◆ Source text
● ● ● ●

Severe cardiac inflammation during febrile illness, in patients with HIKESHI mutation is mediated by immune recognition of HSP70

HIKESHI is a small adaptor protein involved in the localization of Heat-Shock protein 70 (HSP70) into the nucleus during cellular stress. Rare recessive mutations in HIKESHI result in severe neuro-developmental disabilities. Dysfunctional HIKESHI leads to impaired cellular heat-shock response and prolonged recovery.

We propose that patients homozygous to the HIKESHI mutations are more susceptible to cardiac inflammation post febrile illness, due to poor recovery from the induced stress, as a result of the impaired HIKESHI-HSP70 protein interaction.

We established an ex vivo model based on IPSCs-derived cardiomyocytes to examine our hypothesis. We managed to reprogram fibroblasts into stable IPSCs lines and differentiate those cells into cells exhibiting all the properties of cardiomyocytes, including expression of cardiotropinin, and spontaneous pulsing.

● ● ● ●

◆ Data for analysis

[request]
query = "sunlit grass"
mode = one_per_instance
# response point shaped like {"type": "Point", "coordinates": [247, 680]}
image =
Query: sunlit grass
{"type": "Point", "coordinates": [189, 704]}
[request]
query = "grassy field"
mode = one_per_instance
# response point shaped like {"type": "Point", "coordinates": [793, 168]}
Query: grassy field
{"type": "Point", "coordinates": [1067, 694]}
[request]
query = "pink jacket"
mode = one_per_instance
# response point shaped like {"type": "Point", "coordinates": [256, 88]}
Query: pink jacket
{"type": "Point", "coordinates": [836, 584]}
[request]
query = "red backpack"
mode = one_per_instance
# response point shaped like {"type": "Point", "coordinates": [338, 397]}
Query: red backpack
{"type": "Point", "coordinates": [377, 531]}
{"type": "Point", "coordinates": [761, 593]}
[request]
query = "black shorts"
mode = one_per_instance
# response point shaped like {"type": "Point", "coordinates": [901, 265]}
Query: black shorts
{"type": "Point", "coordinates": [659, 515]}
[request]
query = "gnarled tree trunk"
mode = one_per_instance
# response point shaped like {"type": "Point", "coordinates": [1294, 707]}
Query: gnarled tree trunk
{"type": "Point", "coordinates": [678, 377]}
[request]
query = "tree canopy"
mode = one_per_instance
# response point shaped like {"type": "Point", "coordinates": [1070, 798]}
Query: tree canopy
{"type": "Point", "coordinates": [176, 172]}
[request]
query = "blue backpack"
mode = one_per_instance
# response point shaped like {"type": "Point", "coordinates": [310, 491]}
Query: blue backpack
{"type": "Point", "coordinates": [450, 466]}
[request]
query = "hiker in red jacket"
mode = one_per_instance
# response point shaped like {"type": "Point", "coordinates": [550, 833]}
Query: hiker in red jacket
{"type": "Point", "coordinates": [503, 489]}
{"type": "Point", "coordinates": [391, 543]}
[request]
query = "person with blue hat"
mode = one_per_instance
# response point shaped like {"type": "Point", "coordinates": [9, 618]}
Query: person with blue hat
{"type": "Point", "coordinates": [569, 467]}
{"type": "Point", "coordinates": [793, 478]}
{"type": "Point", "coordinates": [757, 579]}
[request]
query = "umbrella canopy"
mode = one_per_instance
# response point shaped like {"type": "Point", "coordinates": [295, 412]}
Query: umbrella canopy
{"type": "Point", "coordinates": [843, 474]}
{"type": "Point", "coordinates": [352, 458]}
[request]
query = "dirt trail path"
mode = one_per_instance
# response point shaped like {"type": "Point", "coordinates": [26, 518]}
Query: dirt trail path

● ● ● ●

◆ Work instruction A
In the HIKESHI text, what protein does HIKESHI help move into the nucleus during cellular stress?
◆ Work instruction B
Continue the HIKESHI text from its final sentence.

◆ Answer box A
Heat-Shock protein 70 (HSP70).

◆ Answer box B
Our preliminary data on IPSCs support previous research regarding impaired localization of HSP70 into the nucleus after heat shock. In addition, we show that patient baseline expression of HSP70 in IPSCs lines is higher than in control and rises even higher after heat shock. Moreover, cells derived from homozygous patients elicit a more robust killing response from NK92 cells, supporting an immune reaction mediated by membranal interaction.

All in all, our research demonstrates that IPSCs can serve as a basic model for immune response in syndromes associated with rare mutations and may offer some clues regarding the effective treatment of these complicated neuro-developmental disabilities.